Free-text object descriptions:
--- --- ---

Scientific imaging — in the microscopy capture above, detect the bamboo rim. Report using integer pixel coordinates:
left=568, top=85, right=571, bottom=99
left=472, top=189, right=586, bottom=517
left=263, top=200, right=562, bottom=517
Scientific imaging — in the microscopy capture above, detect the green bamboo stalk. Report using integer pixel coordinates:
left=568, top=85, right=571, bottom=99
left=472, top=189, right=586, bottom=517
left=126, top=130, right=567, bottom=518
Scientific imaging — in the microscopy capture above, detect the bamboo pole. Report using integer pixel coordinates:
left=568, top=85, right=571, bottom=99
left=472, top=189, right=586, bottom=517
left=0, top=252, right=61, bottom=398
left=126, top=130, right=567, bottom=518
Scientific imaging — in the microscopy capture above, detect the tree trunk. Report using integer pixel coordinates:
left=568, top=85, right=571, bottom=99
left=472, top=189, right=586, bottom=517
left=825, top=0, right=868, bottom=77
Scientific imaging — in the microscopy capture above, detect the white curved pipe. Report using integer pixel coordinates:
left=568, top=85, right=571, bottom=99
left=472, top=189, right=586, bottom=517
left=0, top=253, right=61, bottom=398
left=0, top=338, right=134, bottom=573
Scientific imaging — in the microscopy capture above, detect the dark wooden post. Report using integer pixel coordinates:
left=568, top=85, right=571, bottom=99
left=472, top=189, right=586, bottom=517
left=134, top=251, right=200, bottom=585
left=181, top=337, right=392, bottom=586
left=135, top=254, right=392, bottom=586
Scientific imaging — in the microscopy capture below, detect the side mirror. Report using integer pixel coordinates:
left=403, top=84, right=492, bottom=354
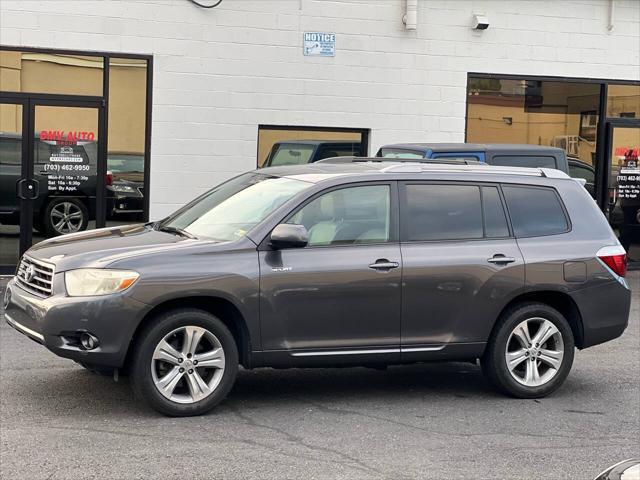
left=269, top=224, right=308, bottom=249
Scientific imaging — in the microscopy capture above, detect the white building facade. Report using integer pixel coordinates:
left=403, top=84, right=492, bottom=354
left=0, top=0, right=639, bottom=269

--- --- ---

Assignment: A word-for-word copy of the entries above is what is needed, without any images.

Reply to the exercise:
Scientific imaging — in the microscopy capture above, detect the bamboo rim. Report using integer pixel coordinates:
left=568, top=85, right=571, bottom=99
left=472, top=189, right=586, bottom=517
left=263, top=200, right=562, bottom=517
Scientific imaging — in the microscopy capture above, detect the green bamboo stalk. Report using integer pixel coordinates:
left=568, top=85, right=571, bottom=99
left=472, top=189, right=586, bottom=517
left=126, top=130, right=567, bottom=518
Scientific imaging — in the microscopy capture above, detect the bamboo pole. Report using integer pixel coordinates:
left=568, top=85, right=571, bottom=99
left=472, top=189, right=586, bottom=517
left=0, top=252, right=61, bottom=398
left=126, top=130, right=567, bottom=518
Scientific imaging — in the microscopy capture above, detect the tree trunk. Report using integer pixel coordinates:
left=568, top=85, right=571, bottom=99
left=472, top=189, right=586, bottom=517
left=825, top=0, right=868, bottom=77
Scientific imaging — in the microscopy capture above, detect the white curved pipe. Report using integer pixel coordinates:
left=568, top=85, right=571, bottom=99
left=472, top=189, right=586, bottom=517
left=0, top=253, right=61, bottom=398
left=0, top=338, right=134, bottom=573
Scientific imaging — in the microscopy capture above, detect the dark wooden post. Report using integer pixel coordinates:
left=568, top=85, right=571, bottom=99
left=472, top=189, right=586, bottom=517
left=134, top=251, right=200, bottom=585
left=181, top=337, right=392, bottom=586
left=135, top=254, right=392, bottom=586
Scientific imaging — in the microscopy capture below, detect the side mirror. Report using integer pixel coordinates:
left=403, top=84, right=492, bottom=354
left=269, top=224, right=308, bottom=249
Scientific imaging — in the microscopy capture above, detect the white building facade. Report using integer pixel coordinates:
left=403, top=84, right=492, bottom=354
left=0, top=0, right=639, bottom=269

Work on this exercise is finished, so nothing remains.